State how many lines of the entries below contain the string "paved". Give the number alone.

--- Begin Information supplied ---

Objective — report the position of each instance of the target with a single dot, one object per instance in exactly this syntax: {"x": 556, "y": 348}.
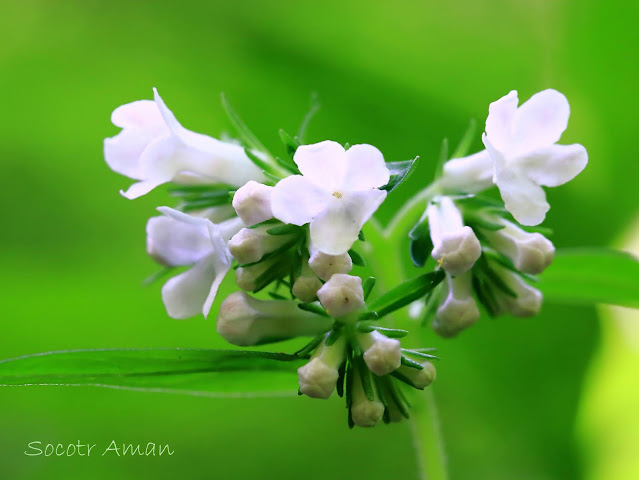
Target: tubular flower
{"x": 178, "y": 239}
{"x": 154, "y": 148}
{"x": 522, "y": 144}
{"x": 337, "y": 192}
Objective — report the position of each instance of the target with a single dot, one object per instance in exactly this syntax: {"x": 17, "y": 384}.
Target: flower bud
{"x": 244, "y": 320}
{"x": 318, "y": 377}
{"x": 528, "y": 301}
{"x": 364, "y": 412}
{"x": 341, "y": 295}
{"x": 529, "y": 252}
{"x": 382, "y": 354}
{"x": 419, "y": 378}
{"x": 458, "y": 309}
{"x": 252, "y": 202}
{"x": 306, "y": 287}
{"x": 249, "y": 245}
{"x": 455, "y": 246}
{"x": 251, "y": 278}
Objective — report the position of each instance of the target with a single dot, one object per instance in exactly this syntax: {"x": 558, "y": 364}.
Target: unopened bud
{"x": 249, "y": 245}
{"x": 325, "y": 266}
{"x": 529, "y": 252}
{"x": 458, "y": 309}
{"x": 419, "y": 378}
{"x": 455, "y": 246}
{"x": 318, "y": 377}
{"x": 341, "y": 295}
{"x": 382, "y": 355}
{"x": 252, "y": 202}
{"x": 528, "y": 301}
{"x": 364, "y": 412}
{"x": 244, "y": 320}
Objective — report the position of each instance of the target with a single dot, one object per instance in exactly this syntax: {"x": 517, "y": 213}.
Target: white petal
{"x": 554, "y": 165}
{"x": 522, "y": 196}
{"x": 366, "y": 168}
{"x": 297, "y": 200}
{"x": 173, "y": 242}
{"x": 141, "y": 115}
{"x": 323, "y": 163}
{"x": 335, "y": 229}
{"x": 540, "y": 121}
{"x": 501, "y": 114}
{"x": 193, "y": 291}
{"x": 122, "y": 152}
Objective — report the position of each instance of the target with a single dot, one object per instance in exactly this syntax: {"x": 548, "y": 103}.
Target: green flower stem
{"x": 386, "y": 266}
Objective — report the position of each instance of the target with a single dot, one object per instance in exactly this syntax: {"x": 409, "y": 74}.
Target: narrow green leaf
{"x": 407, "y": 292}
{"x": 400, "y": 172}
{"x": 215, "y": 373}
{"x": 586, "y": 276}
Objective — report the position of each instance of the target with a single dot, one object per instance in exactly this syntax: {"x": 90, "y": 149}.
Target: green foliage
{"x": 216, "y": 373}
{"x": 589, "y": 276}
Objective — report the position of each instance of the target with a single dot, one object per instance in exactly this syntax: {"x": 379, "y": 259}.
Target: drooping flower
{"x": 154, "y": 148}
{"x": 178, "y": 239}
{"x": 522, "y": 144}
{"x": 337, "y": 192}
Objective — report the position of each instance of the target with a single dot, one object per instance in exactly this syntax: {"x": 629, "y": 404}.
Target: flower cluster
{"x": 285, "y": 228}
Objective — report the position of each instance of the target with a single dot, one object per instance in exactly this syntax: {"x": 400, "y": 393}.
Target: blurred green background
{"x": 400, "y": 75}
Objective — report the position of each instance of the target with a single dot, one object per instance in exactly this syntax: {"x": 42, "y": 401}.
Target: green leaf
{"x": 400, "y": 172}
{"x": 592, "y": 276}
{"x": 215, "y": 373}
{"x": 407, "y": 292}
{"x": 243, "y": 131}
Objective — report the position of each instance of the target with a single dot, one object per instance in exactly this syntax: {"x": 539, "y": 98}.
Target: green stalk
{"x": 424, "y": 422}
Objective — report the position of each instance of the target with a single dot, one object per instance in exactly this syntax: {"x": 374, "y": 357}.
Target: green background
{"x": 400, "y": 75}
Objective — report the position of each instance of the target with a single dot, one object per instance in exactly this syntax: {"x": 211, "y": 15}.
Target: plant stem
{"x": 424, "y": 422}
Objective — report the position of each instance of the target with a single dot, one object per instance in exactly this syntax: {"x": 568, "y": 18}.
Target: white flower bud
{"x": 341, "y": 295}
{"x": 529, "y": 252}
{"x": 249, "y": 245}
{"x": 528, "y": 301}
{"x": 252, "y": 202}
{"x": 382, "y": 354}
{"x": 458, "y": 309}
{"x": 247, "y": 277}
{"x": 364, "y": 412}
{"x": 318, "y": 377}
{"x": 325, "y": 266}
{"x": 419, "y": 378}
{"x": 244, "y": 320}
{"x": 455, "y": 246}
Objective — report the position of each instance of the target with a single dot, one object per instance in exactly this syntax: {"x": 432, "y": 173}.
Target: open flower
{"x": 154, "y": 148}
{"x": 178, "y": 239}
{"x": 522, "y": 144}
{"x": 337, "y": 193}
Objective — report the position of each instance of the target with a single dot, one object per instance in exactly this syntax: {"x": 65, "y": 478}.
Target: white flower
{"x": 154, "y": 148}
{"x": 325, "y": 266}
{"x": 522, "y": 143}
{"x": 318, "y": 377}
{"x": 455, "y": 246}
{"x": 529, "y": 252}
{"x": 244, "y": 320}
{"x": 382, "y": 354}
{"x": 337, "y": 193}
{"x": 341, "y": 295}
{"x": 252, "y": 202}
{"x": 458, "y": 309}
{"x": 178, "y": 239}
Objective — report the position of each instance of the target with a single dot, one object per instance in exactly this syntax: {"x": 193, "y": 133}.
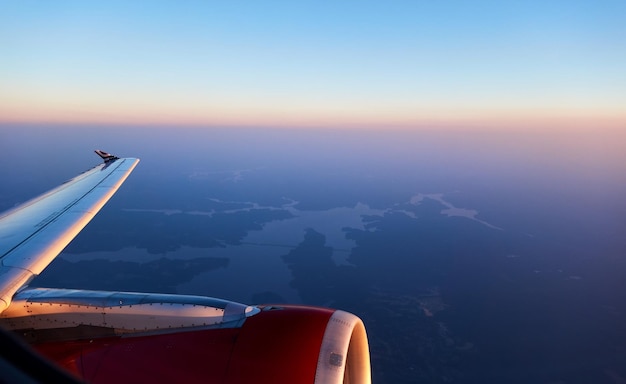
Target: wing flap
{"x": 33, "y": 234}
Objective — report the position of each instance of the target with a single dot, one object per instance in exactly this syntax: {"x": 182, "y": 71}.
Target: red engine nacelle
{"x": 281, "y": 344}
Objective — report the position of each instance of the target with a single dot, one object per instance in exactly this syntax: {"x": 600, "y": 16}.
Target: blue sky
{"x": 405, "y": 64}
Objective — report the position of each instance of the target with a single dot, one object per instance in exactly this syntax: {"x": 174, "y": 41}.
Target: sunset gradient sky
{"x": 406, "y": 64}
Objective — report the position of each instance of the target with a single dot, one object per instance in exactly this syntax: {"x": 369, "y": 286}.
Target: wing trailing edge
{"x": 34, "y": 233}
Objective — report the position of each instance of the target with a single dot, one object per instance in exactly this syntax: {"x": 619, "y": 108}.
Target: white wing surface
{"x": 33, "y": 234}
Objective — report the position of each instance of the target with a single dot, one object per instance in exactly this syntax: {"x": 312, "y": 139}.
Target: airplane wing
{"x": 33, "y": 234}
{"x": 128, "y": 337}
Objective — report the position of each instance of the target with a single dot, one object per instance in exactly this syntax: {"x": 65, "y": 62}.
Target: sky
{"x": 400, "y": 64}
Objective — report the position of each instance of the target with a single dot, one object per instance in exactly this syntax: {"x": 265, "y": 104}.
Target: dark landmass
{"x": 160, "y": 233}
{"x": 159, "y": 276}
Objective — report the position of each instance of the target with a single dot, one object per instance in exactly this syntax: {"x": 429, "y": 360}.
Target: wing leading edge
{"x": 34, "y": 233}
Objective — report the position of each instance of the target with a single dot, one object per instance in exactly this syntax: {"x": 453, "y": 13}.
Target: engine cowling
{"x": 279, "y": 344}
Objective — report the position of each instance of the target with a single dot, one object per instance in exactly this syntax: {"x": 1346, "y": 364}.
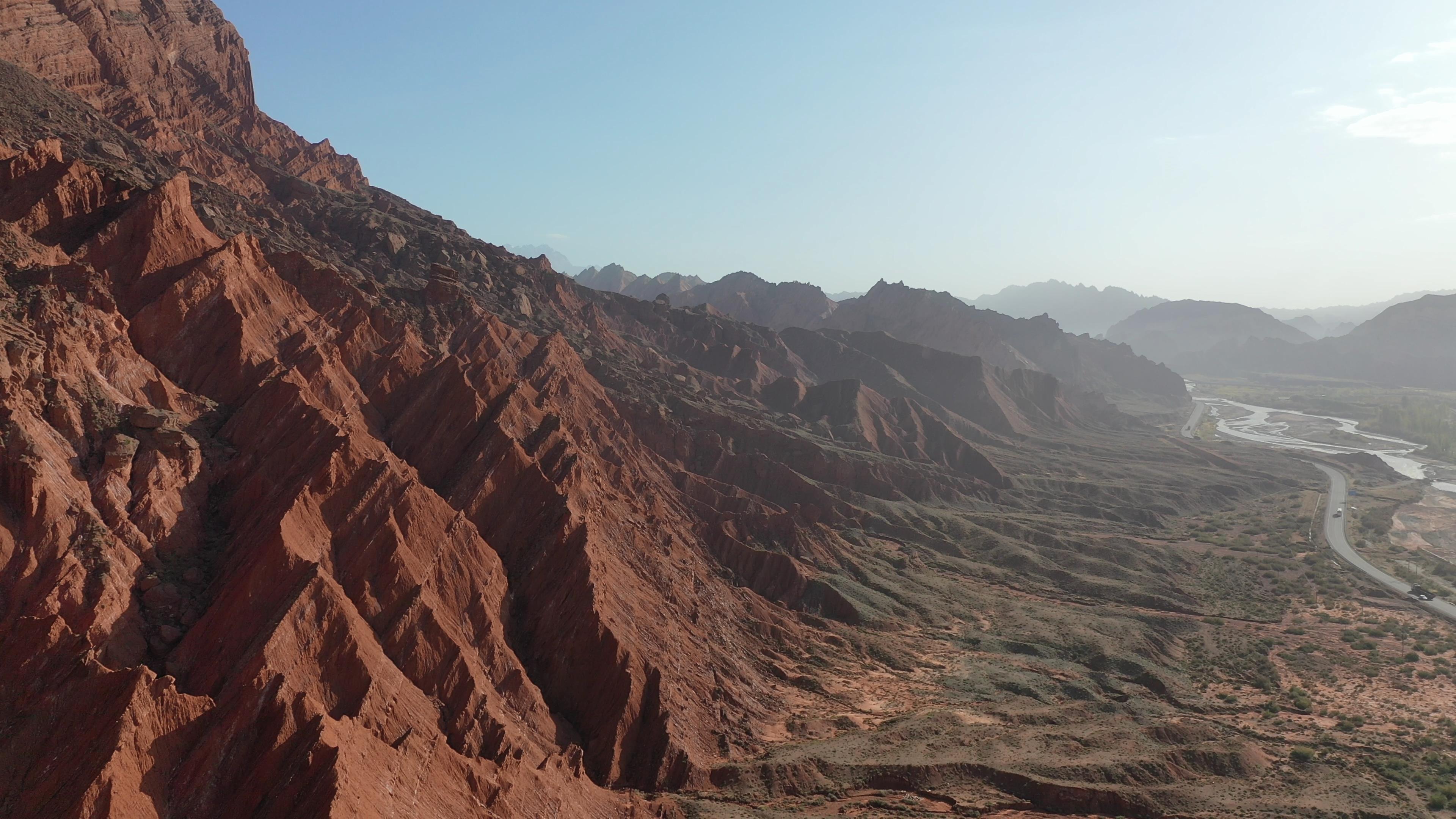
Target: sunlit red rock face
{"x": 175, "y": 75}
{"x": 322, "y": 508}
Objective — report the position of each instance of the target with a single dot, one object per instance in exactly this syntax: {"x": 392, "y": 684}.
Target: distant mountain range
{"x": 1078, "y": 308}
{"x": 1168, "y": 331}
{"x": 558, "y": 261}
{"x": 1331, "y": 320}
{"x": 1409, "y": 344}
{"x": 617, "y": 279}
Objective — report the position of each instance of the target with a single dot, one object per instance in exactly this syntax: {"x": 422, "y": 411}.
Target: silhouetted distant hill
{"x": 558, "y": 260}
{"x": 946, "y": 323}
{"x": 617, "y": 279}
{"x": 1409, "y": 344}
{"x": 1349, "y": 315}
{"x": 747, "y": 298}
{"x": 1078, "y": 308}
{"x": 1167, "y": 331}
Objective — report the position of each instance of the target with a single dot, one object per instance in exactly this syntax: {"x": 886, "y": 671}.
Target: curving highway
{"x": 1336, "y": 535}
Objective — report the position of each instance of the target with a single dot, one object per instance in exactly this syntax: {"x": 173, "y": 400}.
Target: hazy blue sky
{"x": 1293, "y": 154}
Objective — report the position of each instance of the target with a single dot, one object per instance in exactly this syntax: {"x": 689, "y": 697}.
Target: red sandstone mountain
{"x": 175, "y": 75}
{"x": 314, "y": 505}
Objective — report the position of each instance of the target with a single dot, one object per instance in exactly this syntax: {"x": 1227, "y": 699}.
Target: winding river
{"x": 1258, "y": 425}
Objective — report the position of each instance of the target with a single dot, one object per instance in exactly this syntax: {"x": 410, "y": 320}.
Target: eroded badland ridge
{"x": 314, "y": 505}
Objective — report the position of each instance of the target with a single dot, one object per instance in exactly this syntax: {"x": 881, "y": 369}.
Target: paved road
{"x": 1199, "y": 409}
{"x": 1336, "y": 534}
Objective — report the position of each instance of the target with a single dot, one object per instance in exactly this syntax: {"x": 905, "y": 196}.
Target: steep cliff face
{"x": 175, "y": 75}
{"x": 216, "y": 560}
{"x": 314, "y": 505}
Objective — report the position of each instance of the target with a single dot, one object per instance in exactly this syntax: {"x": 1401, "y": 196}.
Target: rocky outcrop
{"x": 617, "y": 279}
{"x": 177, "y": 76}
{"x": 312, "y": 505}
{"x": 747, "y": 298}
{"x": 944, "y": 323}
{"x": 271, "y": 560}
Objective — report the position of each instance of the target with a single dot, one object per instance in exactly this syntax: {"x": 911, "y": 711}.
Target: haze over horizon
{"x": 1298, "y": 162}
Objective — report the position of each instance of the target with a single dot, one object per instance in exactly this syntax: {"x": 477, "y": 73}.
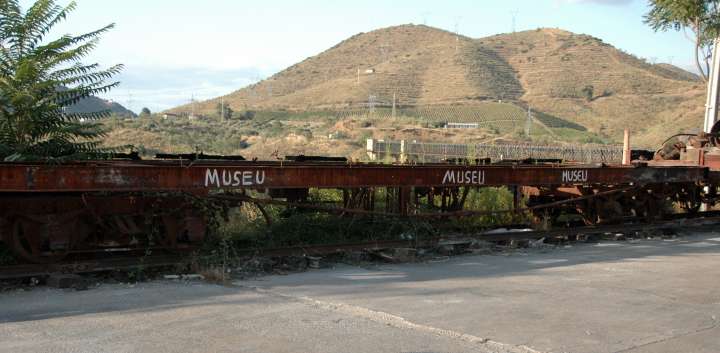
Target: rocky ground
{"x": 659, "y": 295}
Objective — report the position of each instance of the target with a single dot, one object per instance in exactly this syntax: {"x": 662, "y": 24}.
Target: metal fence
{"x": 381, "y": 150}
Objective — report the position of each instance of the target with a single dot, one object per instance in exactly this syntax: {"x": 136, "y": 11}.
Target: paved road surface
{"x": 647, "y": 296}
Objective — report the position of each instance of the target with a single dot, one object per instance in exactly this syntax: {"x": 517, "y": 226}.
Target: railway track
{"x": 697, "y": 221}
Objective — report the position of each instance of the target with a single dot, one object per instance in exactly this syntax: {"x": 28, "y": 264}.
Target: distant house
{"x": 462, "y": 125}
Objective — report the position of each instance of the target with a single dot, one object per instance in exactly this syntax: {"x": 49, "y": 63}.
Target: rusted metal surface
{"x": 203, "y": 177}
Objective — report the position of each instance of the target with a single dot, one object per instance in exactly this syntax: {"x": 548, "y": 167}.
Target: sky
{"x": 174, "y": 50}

--- End Information supplied ---

[Result]
2